Goal 1
According to the article about José Arturo Castellanos, in what year was he appointed El Salvador's consul in Geneva?
Goal 2
In the article about José Arturo Castellanos, swap "colonel" for "diplomat" and give the passage between "The website of" and "or were killed.", inclusive.
Goal 3
Carry on the article about José Arturo Castellanos from its last sentence.

Text block

How an El Salvadoran Rescued 40,000 Jews From the Holocaust

José Arturo Castellanos ‘opposed an absolute evil in order to save the lives of thousands of Jews.’

José Arturo Castellanos
José Arturo Castellanos (photo: Public domain via Wikipedia)

LIMA, Peru — José Arturo Castellanos was a Catholic from El Salvador who, during the Second World War, was sent as a diplomat to Europe.  

Through courage and cunning, Castellanos helped save 40,000 Jewish people from the Holocaust.

His actions resulted in his being posthumously granted in July 2010 the title of “Righteous Among the Nations,” which is awarded to non-Jews by Yad Vashem, an institution of the Israeli government constituted to honor the memory of the martyrs and heroes of the Holocaust. This title has been conferred on priests, religious and other laypersons who saved Jews at that time. In July 2016, Pope Francis met with the representatives of some “Righteous Among the Nations” who had already died at the Nazi’s Auschwitz concentration camp in Poland.

Castellanos was born in 1893 in El Salvador to a Catholic and military family. In his youth, he decided to join the army like his father and began to develop a brilliant career. In 1930, he traveled to Europe to complete his education.

A biography of him published on the Yad Vashem website states that, at the age of 44, Col. Castellanos was sent as a diplomat to England. In 1938, he was assigned to Germany.

There he witnessed the persecution of the Jews by the Nazi regime. So he asked his superiors if he could grant them visas so they could escape the country, but this request was denied.

However, Castellanos did not give up. In 1939 he sent a letter to the minister of foreign affairs of El Salvador, in which he described the situation of the Jews and asked for his help. This petition was also denied to him.

The website of the documentary Castellanos Movie — set up by his grandsons Alvaro and Boris Castellanos — says that the colonel disobeyed the orders received from his country’s government and began to extend visas and Salvadoran nationality to Jews to prevent them from being sent by the Nazis to the concentration camps, where they were made to do forced labor in inhumane conditions or were killed.

In 1942, Castellanos was appointed El Salvador’s consul in Geneva, Switzerland. There, he named George Mandel-Mantello, a Jewish refugee from Romania who was a friend of his, as first secretary of the consulate to implement the “Salvadoran action.”

The colonel authorized Mandel-Mantello to secretly deliver passports and certificates of Salvadoran citizenship to the Jews. The Yad Veshem institution explained that those that obtained these benefits were saved because El Salvador was considered a neutral country for not supporting any sides during the Second World War.

Castellanos made the issuance of more than 13,000 Salvadoran documents, done without any charge. These papers were sent through his contacts to Jews who resided in France, Hungary, Germany, Holland, Slovakia and Romania.

According to the Castellanos Movie website, the issuance of just one document was enough to save a whole family.

Provided data
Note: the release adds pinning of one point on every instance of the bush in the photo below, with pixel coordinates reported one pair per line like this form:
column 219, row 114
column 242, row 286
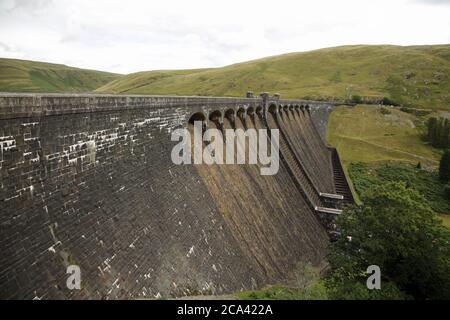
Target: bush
column 367, row 176
column 356, row 98
column 385, row 110
column 396, row 230
column 444, row 167
column 447, row 191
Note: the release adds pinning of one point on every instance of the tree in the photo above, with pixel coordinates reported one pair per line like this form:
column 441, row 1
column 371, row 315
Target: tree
column 396, row 230
column 444, row 166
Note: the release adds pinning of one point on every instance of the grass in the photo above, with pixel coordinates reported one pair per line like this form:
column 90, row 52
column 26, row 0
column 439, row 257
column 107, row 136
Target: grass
column 31, row 76
column 445, row 220
column 364, row 133
column 415, row 76
column 367, row 175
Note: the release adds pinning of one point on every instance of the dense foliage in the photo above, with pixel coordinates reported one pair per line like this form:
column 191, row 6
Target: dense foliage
column 397, row 230
column 438, row 131
column 367, row 176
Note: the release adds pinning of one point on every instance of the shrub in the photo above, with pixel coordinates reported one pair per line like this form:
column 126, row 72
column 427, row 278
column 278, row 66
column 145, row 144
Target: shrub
column 396, row 230
column 356, row 98
column 385, row 110
column 444, row 167
column 387, row 101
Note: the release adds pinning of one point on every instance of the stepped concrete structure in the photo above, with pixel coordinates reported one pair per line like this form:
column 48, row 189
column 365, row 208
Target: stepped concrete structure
column 88, row 180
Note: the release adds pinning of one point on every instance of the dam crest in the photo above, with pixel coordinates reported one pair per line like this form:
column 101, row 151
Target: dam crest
column 87, row 180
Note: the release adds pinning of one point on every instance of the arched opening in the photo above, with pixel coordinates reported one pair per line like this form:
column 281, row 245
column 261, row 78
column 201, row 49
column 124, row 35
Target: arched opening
column 198, row 116
column 241, row 113
column 273, row 109
column 230, row 116
column 215, row 115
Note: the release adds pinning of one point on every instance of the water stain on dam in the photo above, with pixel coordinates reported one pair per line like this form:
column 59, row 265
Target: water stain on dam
column 88, row 180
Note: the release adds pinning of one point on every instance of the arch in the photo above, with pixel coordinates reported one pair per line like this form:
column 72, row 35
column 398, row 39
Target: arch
column 241, row 112
column 198, row 116
column 259, row 110
column 215, row 116
column 273, row 108
column 230, row 113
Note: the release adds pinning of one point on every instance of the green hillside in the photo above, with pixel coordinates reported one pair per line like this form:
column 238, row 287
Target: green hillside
column 31, row 76
column 415, row 76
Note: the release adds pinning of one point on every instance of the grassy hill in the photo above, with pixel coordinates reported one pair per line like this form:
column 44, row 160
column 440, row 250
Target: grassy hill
column 31, row 76
column 415, row 76
column 369, row 133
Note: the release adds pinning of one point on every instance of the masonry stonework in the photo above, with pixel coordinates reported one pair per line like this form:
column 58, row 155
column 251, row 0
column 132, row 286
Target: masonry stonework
column 88, row 180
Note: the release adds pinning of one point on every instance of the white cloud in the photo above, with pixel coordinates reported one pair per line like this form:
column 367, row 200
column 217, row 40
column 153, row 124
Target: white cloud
column 129, row 36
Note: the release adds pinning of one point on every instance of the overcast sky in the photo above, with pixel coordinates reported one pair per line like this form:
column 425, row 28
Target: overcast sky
column 128, row 35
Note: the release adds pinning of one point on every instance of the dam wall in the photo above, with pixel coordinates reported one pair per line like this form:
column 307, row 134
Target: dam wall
column 88, row 180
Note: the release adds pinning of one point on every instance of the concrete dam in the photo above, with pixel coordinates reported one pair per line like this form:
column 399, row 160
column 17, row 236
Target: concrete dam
column 88, row 180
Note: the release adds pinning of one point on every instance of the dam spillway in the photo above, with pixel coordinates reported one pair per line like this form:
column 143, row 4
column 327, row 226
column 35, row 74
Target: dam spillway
column 88, row 180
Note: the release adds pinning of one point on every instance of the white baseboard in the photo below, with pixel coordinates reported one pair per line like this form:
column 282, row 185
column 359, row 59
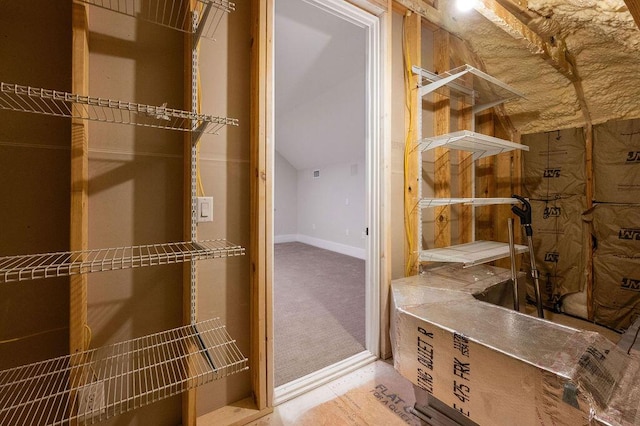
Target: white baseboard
column 356, row 252
column 330, row 245
column 316, row 379
column 288, row 238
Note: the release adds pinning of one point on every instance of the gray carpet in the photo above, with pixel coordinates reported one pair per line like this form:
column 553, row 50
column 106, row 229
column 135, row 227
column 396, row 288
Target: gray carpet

Task response 1
1942

Task response 2
The website of the documentary Castellanos Movie — set up by his grandsons Alvaro and Boris Castellanos — says that the diplomat disobeyed the orders received from his country’s government and began to extend visas and Salvadoran nationality to Jews to prevent them from being sent by the Nazis to the concentration camps, where they were made to do forced labor in inhumane conditions or were killed.

Task response 3
Through this work — carried out between the years 1942 and 1945 — Castellanos succeeded in saving about 40,000 Jews. Yad Vashem noted that, after the 1944 elections, the new president of El Salvador, Salvador Castaneda Castro, unlike his predecessor, had his country get involved in the protection of Jews in places like Hungary and provided support for Castellanos in his rescue mission.

Currently, thousands of these certificates that granted Salvadoran nationality to Jews in Europe are exhibited in the Holocaust Museum in Washington, D.C.

Castellanos married Maria Schürmann of Switzerland, and the couple had three children. When the Second World War was over in 1945, he was sent to London and retired in 1972 at the age of 79.

He returned to El Salvador, where he led a quiet life until he died in 1977, without having been awarded any recognition for his heroic work during his lifetime.

After his death, several institutions began to hold tributes in memory of Col. Castellanos.

In 2010, when it was announced that he would be awarded the title of “Righteous Among the Nations,” the El Salvador minister of foreign relations, Hugo Martinez, said that the Salvadoran diplomat “stood out for his humanism and for his work in aiding a people which in their time was persecuted and whose existence was threatened.”

The ambassador of Israel in the Central American country, Mattanya Cohen, said that Castellanos is the fourth Latin American to receive this tribute.

In late June 2017, the embassies of Israel and El Salvador to the Holy See held an event in Rome to honor the memory and the work of Castellanos. A video was shown of the testimony of a Jewish man who obtained Salvadoran citizenship and was able to escape with his family.

A press release announcing the event posted on the website of the Diplomatic Missions of Israel in the World, noted that, “in a time when many remained indifferent to human suffering, he was one of the few heroes who opposed an absolute evil in order to save the lives of thousands of Jews.”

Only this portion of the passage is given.